*DOCUMENT EXCERPT*
The patient population behind the argument
Sava’s concept was shaped by an internship at IBM, where she worked on a project with the PACE Center in London. A mentor on the project was Kevin Brown, who had designed one of the earliest brain decoders: an EEG-based system built for a colleague who had suffered a stroke that left him with locked-in syndrome.
Sava connects that experience directly to her later writing. As she explains, “It was this patient population for whom the body has become an unreliable vehicle for the mind that motivated my writing about neuroprostheses some six years later.”
That background matters because it keeps the argument grounded in human need. The article is not about fear of computing in the abstract. It is about protecting the same people who stand to benefit from neural-controlled systems, communication aids, and other forms of brain-computer interface research.
In that sense, Sava’s position is not anti-technology. It is about preserving the benefits of neurotechnology for people who need them while reducing the chance that those benefits become leverage over others.
A prize built around social impact
The Envisioning the Future of Computing Prize is presented by the Social and Ethical Responsibilities of Computing, a cross-campus initiative of the MIT Schwarzman College of Computing. The competition is run in collaboration with the School of Humanities, Arts, and Social Sciences and with support from MAC3 Philanthropies.
For this year’s competition, MIT students were invited to identify, in 3,000 words or fewer, which sector stands to gain the highest net positive impact from artificial intelligence. Students were encouraged to explore realistic technological deployments while also considering risks and ethical concerns.
All submissions were eligible for cash awards, with the grand prize set at $10,000. During a live awards ceremony hosted by Caspar Hare, former associate dean of SERC and professor of philosophy, three finalists each gave a 20-minute presentation and answered questions from judges and audience members. Hare founded the prize in 2023.
Sava received the $10,000 grand prize. Two runners-up received $5,000 each: Cordiana Cozier, a PhD candidate in the Department of Chemistry, for her paper on the use of AI as a cognitive buffer for public defenders; and Strahinja Janjusevic, a graduate student in the Technology and Policy Program in the Institute for Data, Systems, and Society, for his submission on agency and ownership in the field of neural-controlled prosthetics. Four honorable mentions each received a $500 cash prize.
Keeping human agency at the center
The broader competition asks students to look beyond technical progress and consider social benefits and costs from the start. This year’s submissions included essays on brain-computer interfaces, AI and religion, AI for scientific discovery, finding efficiencies in the power grid, and many more.
Brian Hedden, co-associate dean of SERC and a professor of philosophy, said the submissions showed the range of work happening at MIT on the social and ethics impacts of technologies. Nikos Trichakis, co-associate dean of SERC and the J.C. Penney Professor of Management, emphasized that the essays moved across medicine, neurotechnology, law, ethics, and public institutions while keeping human agency at the center.
That idea fits Sava’s winning argument. Neural implants and related AI systems may offer major positive impact, especially for people facing severe communication barriers. But if society waits until these tools are already embedded in consumer and institutional life, the most important boundaries may be harder to draw.
Sava’s own reflection on the prize points back to responsibility. “SERC and the donors who make this prize possible year after year are asking us, the next generation of scientists: ‘what world do you want to see?’ I think it’s worth taking the time to ask yourself the same,” she said. For neurotechnology, that question is not abstract. It is about whether devices built to help the mind be heard can be kept from becoming devices that make the mind subject to surveillance.

*THE DATA*
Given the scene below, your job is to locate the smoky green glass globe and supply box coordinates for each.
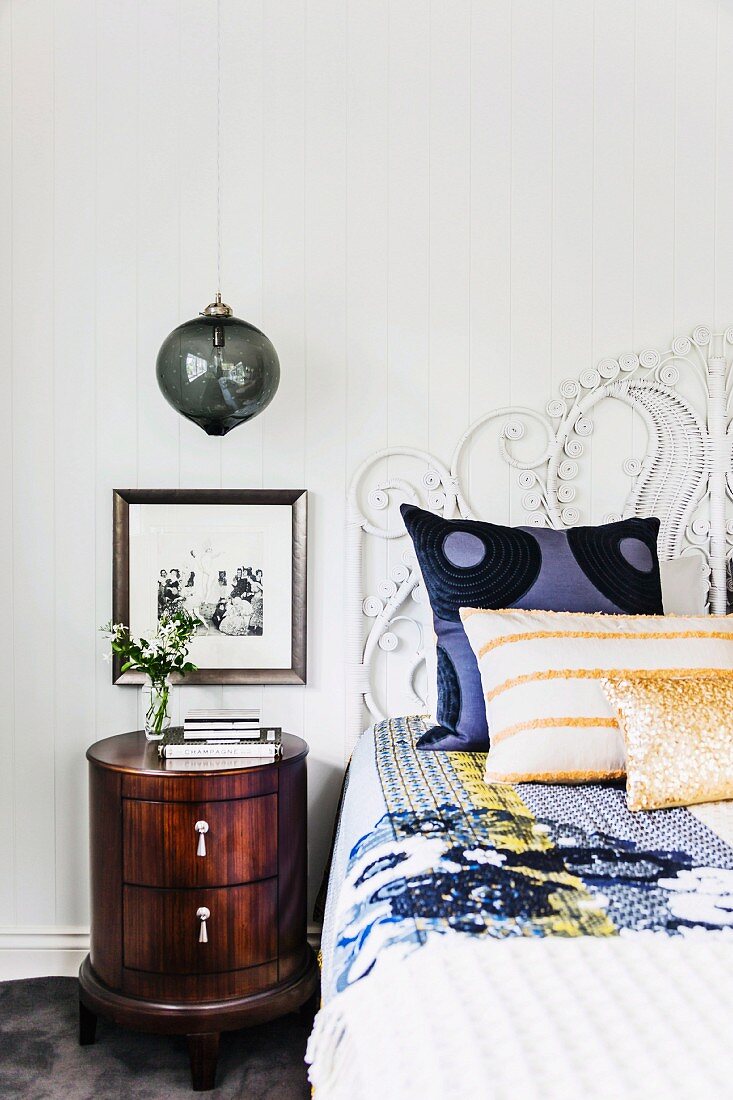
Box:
[155,316,280,436]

*WORK ORDER*
Answer these questions from the article on the SERC computing prize.
1. At which company did Sava do the internship that shaped her concept?
2. Who hosted the live awards ceremony?
3. Which runner-up wrote about AI as a cognitive buffer for public defenders?

*TASK SOLUTION*
1. IBM
2. Caspar Hare
3. Cordiana Cozier